Parts of the exercise:
[A] In the passage on the ship Plymouth, on what date did she enter Edo Bay?
[B] Write a continuation of the passage on the ship Plymouth, picking up right after its final sentence.

··· Selected passage ···

Plymouth was the first ship of the United States Navy to be named for Plymouth, Massachusetts, a town on Plymouth Bay, about 35 mi (56 km) southeast of Boston, Massachusetts. Plymouth was founded by the Pilgrims in 1620.
Built in Boston
After over a year in European waters, she sailed westward and arrived at New York City on 4 October 1846.
Following service on the U.S. East Coast, Plymouth departed New York City, 13 February 1848, for the Far East, returning to Norfolk, Virginia, from the East Indies on 29 January 1851. On 23 August 1851 she stood out from Hampton Roads, Virginia, bound once again for the Orient.
After duty on the East India Squadron, she joined Commodore Matthew C. Perry's expedition to Japan, entering Edo Bay on 8 July 1853 and departing on 17 July. She returned in February of the following year and before heading home put into Shanghai where she sent a party ashore to support a coordinated British-American expedition against hostile forts in the area.

··· Stored records ···

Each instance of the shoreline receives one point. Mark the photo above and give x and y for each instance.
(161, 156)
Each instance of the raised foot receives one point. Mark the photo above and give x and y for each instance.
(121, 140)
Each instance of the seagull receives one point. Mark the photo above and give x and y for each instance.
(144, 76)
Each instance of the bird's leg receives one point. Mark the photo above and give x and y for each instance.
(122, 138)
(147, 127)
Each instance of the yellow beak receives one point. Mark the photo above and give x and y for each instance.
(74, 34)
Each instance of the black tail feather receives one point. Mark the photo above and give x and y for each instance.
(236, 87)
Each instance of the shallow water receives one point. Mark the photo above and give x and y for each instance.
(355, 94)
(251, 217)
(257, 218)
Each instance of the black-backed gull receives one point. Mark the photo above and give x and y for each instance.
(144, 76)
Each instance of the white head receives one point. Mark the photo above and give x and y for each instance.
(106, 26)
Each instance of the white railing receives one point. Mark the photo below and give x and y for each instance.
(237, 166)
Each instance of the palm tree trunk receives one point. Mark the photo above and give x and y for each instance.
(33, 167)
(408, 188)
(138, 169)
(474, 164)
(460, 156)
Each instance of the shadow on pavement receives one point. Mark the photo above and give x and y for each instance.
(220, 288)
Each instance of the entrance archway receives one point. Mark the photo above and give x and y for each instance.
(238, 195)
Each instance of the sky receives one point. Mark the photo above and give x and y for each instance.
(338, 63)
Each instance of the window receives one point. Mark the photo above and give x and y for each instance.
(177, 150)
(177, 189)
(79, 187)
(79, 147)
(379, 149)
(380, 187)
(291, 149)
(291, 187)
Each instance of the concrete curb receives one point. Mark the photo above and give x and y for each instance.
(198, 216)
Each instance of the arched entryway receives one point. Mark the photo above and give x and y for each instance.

···

Answers by task:
[A] 8 July 1853

[B]
Returning to Norfolk, Virginia, 11 January 1855, Plymouth began an extended tour in the Atlantic Ocean. Assigned as a midshipmen training ship during the summers of 1855 and 1856, she tested new ordnance under the command of Commander John A. Dahlgren in 1858 and resumed duties as a training ship for midshipmen during the summers of 1859 and 1860.
American Civil War
Plymouth was at Norfolk, Virginia, for repairs during the secession crises in the winter of 1860–1861. After Virginia seceded from the Union, she was burned and scuttled there, 20 April 1861, to prevent her capture by the forces of the Confederate States of America when the Norfolk Navy Yard fell into their hands.